(Beginning of EXCERPTED RECORDS)

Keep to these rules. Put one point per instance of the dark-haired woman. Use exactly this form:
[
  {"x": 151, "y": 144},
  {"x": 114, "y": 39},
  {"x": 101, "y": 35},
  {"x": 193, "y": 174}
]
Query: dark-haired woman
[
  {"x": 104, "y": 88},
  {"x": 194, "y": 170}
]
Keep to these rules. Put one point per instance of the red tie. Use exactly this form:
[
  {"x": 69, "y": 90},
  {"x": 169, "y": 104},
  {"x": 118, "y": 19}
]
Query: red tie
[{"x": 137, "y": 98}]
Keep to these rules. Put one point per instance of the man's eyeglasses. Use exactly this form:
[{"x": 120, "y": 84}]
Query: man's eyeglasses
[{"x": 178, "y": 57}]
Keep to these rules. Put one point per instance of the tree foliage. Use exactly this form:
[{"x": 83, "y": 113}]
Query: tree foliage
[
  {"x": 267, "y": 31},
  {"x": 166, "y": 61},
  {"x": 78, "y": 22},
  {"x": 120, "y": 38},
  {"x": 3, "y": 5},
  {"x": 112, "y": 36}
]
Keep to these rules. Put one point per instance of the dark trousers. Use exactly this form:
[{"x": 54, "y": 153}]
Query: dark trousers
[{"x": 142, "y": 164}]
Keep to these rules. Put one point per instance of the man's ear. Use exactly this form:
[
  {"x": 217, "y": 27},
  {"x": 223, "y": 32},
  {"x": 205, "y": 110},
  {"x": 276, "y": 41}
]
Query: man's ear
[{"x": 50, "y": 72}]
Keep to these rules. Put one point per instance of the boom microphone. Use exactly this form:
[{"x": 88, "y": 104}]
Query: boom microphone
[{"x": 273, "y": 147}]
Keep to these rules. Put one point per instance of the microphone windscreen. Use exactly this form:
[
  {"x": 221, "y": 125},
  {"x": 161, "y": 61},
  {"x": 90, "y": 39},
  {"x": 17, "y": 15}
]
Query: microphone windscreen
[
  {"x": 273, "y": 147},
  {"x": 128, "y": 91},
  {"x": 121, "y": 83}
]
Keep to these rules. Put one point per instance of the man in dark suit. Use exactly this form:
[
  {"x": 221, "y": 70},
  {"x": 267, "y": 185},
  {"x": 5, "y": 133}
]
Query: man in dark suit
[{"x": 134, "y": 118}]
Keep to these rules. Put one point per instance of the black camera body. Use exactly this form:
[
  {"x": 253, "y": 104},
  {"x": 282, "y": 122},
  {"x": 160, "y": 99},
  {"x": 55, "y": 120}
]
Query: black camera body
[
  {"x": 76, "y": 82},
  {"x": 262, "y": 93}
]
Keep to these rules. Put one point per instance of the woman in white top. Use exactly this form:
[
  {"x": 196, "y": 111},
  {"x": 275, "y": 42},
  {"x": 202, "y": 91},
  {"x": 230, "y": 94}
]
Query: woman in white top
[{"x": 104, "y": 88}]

(End of EXCERPTED RECORDS)

§ WORK ORDER
Return every line from the entries above that includes the word "instance".

§ ANSWER BELOW
Keep to these rules. Put one point per instance of the dark-haired woman. Use exactly this form:
Keep to these rules. Put one point per instance of the red tie. Use exactly this form:
Keep to these rules. Put one point per instance of the man's eyeglasses. Use exactly this form:
Keep to these rules. Put one point per instance of the tree foliage. Use exactly this form:
Keep to these rules. Put one point per instance of the dark trousers. Use exactly this form:
Keep to these rules. Put one point per instance of the man's ear. Use exactly this form:
Keep to these rules. Put one point per instance of the boom microphone. Use exactly this form:
Keep to these rules. Put one point per instance of the microphone windscreen. Use exactly this form:
Keep to these rules. Put one point per instance of the man in dark suit. Use exactly this form:
Keep to these rules. Put one point per instance of the black camera body. Use exactly this form:
Keep to these rules. Put one point per instance of the woman in white top. Use exactly this form:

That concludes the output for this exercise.